Stored data
_ _ _ _

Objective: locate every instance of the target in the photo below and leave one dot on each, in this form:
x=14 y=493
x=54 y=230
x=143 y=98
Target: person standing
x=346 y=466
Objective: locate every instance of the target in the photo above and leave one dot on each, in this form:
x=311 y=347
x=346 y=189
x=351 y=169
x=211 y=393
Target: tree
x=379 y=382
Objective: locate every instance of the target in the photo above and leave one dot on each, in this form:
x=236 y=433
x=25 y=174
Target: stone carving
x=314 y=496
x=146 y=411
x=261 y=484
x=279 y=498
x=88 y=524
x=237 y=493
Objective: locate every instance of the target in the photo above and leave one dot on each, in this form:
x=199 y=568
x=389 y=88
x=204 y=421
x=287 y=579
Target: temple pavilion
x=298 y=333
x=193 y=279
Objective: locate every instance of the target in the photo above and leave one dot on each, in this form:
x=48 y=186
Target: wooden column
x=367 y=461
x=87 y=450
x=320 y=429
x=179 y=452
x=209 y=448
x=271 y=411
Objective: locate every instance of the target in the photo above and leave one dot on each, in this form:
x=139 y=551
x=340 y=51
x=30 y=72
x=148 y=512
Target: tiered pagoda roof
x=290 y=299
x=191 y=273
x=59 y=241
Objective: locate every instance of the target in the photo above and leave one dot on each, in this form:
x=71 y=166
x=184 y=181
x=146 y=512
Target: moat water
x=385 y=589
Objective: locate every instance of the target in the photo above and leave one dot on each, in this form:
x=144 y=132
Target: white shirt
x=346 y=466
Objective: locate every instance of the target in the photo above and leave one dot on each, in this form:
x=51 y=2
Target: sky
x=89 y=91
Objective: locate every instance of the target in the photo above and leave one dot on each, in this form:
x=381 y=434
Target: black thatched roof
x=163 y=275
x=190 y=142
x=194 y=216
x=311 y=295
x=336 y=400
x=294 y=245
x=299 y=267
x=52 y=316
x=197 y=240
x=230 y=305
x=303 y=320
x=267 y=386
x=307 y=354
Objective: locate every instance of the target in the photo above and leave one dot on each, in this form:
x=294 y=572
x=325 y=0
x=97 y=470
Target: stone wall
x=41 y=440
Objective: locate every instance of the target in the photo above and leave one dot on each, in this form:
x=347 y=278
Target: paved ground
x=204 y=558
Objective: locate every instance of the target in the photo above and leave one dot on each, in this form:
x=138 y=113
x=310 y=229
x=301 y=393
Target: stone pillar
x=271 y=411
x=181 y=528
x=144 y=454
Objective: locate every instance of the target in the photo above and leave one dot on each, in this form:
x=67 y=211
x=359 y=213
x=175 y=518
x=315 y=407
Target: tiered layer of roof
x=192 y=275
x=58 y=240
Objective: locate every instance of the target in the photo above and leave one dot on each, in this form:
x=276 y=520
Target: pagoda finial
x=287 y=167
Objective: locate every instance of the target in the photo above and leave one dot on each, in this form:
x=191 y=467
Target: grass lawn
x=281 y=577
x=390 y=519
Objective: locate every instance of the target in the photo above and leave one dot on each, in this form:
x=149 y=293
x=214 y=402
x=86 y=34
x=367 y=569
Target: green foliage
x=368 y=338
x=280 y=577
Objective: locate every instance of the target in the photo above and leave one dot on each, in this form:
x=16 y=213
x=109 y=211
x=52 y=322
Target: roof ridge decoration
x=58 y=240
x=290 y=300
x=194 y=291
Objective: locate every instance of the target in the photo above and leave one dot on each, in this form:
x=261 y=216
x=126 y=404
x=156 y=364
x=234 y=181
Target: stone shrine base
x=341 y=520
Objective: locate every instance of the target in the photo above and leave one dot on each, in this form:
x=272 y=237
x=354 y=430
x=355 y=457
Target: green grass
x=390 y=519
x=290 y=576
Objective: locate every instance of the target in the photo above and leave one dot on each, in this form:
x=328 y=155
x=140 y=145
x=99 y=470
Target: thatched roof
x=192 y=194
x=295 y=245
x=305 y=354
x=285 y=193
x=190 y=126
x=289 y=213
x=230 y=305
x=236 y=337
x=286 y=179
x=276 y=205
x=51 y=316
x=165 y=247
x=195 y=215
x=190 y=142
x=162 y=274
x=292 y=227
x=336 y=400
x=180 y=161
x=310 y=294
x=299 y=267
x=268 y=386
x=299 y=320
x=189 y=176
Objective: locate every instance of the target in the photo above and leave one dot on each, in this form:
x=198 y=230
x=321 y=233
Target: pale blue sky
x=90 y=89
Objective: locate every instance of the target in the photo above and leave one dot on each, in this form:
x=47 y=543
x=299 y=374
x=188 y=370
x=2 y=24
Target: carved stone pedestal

_ _ _ _

YOUR OBJECTIVE => Word for word, give back all of the records.

SOLVED PROBLEM =>
Objective: locate every instance of the target in the photo below and leave one dot on each, in this form:
x=14 y=493
x=54 y=230
x=143 y=98
Target: person standing
x=346 y=466
Objective: locate every instance of the target in the photo above and leave one dot on each, in this form:
x=311 y=347
x=346 y=189
x=351 y=169
x=211 y=393
Target: tree
x=379 y=382
Objective: locate every instance of the target in the photo above and leave one dot on each, in this form:
x=236 y=433
x=25 y=174
Target: stone carving
x=314 y=496
x=146 y=411
x=261 y=484
x=279 y=498
x=88 y=524
x=237 y=493
Objective: locate every instance of the target in the photo above and leave one dot on each, in this form:
x=199 y=568
x=389 y=88
x=204 y=421
x=287 y=579
Target: temple pavilion
x=298 y=333
x=193 y=279
Objective: locate every instance of the target in the photo above and leave one dot on each, in this form:
x=48 y=186
Target: wooden column
x=367 y=461
x=87 y=450
x=320 y=429
x=179 y=452
x=209 y=448
x=271 y=411
Objective: locate every instance of the target in the photo above and leave one dot on each, in this form:
x=139 y=551
x=340 y=51
x=30 y=72
x=148 y=512
Target: tiered pagoda roof
x=290 y=299
x=191 y=273
x=59 y=241
Objective: locate every instance of the target in the photo above and leave one dot on each, in this form:
x=71 y=166
x=184 y=181
x=146 y=512
Target: moat water
x=385 y=589
Objective: locate every instance of the target in the photo above and leave one dot on each, in this form:
x=144 y=132
Target: white shirt
x=346 y=466
Objective: locate every instance of the target in the photo above and leave one dot on each, in this form:
x=51 y=2
Target: sky
x=89 y=91
Objective: locate every instance of the target in the photo above and leave one dot on each, in this form:
x=381 y=434
Target: black thatched roof
x=163 y=275
x=190 y=142
x=194 y=216
x=311 y=295
x=336 y=400
x=294 y=245
x=299 y=267
x=52 y=316
x=197 y=240
x=230 y=305
x=303 y=320
x=267 y=386
x=307 y=354
Objective: locate every instance of the target in the photo above and leave one dot on each, in this form:
x=294 y=572
x=325 y=0
x=97 y=470
Target: stone wall
x=41 y=440
Objective: locate every instance of the target in the photo above and leave one dot on each, in this form:
x=347 y=278
Target: paved ground
x=204 y=558
Objective: locate every instance of the target in the photo above and leave one dot on each, in this form:
x=138 y=113
x=310 y=229
x=301 y=393
Target: stone pillar
x=271 y=411
x=181 y=528
x=144 y=454
Objective: locate every instance of the target in the photo above and leave one dot on each, in this form:
x=67 y=211
x=359 y=213
x=175 y=518
x=315 y=407
Target: tiered layer of roof
x=192 y=275
x=58 y=240
Objective: locate every instance of the target in the photo above and leave one dot on each, in this form:
x=276 y=520
Target: pagoda finial
x=287 y=167
Objective: locate every instance of the target in the photo above and leave one dot on each, in this form:
x=191 y=467
Target: grass lawn
x=281 y=577
x=390 y=519
Objective: locate every instance of the target in the photo above and leave one dot on each, in this form:
x=149 y=293
x=214 y=402
x=86 y=34
x=367 y=569
Target: green foliage
x=368 y=338
x=280 y=577
Objective: locate every instance of the target in the photo above and leave one dot on each, in this form:
x=16 y=213
x=109 y=211
x=52 y=322
Target: roof ridge decoration
x=58 y=240
x=290 y=300
x=194 y=291
Objective: locate every instance of the target in the photo above and leave one dot on each, in this form:
x=261 y=216
x=126 y=404
x=156 y=364
x=234 y=181
Target: stone shrine base
x=341 y=520
Objective: locate every instance of the target in the photo above and leave one dot on each, in this form:
x=272 y=237
x=354 y=430
x=355 y=457
Target: green grass
x=390 y=519
x=290 y=576
Objective: locate every instance of the target in the photo above and leave one dot on each, in this form:
x=328 y=155
x=140 y=145
x=99 y=470
Target: thatched roof
x=192 y=194
x=295 y=245
x=305 y=354
x=285 y=193
x=190 y=126
x=289 y=213
x=230 y=305
x=236 y=337
x=286 y=179
x=276 y=205
x=51 y=316
x=165 y=247
x=195 y=215
x=190 y=142
x=162 y=274
x=292 y=227
x=336 y=400
x=180 y=161
x=310 y=294
x=299 y=267
x=268 y=386
x=299 y=320
x=189 y=176
Objective: locate every instance of the target in the photo above and leave one dot on each, in this form:
x=198 y=230
x=321 y=233
Target: pale blue sky
x=90 y=89
Objective: locate every instance of the target in the photo above and leave one dot on each, in this form:
x=47 y=543
x=299 y=374
x=188 y=370
x=2 y=24
Target: carved stone pedestal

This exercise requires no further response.